- [Instructions to follow]:
Pull out each line in the entries below that contains the word "second".

(Excerpts from location labeling data)

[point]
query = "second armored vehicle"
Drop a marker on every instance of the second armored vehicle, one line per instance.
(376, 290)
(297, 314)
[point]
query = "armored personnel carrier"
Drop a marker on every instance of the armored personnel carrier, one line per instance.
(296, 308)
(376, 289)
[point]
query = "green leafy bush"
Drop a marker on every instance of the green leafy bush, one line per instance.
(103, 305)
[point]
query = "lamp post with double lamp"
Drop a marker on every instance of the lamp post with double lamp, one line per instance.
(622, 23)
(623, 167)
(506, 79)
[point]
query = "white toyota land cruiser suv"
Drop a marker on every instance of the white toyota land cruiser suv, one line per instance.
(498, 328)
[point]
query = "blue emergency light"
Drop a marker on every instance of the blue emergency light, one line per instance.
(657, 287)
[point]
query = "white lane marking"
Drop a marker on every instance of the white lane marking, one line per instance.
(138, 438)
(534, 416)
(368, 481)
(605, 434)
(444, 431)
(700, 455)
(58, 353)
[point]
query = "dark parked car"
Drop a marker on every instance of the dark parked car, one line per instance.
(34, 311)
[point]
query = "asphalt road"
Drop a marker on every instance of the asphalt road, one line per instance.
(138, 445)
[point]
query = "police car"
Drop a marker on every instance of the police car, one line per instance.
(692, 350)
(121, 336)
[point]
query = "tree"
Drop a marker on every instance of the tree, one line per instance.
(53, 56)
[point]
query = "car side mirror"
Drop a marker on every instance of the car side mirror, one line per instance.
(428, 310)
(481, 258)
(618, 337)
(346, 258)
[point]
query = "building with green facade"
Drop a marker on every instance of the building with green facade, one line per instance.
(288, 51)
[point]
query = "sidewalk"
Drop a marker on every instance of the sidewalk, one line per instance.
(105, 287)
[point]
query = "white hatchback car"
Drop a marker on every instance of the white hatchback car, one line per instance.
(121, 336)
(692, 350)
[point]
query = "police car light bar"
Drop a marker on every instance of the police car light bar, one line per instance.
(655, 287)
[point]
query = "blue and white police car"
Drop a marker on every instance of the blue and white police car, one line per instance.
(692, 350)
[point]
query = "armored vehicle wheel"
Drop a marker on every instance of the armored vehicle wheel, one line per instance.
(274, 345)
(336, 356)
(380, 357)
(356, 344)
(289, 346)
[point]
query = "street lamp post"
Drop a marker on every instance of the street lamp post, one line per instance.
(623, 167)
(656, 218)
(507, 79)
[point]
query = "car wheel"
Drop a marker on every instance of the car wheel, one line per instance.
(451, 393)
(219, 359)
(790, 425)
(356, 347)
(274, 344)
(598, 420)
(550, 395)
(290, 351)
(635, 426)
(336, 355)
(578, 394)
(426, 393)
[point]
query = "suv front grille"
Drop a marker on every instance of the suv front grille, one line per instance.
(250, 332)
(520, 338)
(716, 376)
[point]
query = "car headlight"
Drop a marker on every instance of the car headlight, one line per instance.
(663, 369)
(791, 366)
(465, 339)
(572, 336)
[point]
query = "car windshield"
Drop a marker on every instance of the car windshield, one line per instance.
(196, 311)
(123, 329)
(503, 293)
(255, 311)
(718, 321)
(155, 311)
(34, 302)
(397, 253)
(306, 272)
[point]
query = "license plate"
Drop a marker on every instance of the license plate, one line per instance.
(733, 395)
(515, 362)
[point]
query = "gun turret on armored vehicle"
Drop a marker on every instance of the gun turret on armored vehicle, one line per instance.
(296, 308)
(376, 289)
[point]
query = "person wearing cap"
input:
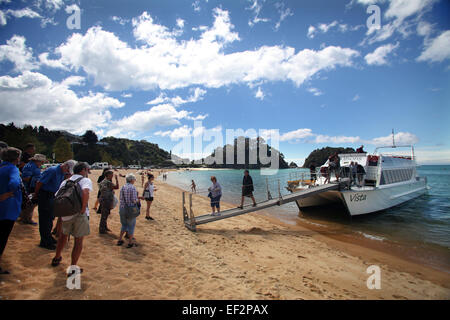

- [Exercise solution]:
query = "second armored vehicle"
Drop a marker on every instance of the second armored vehicle, one line per instance.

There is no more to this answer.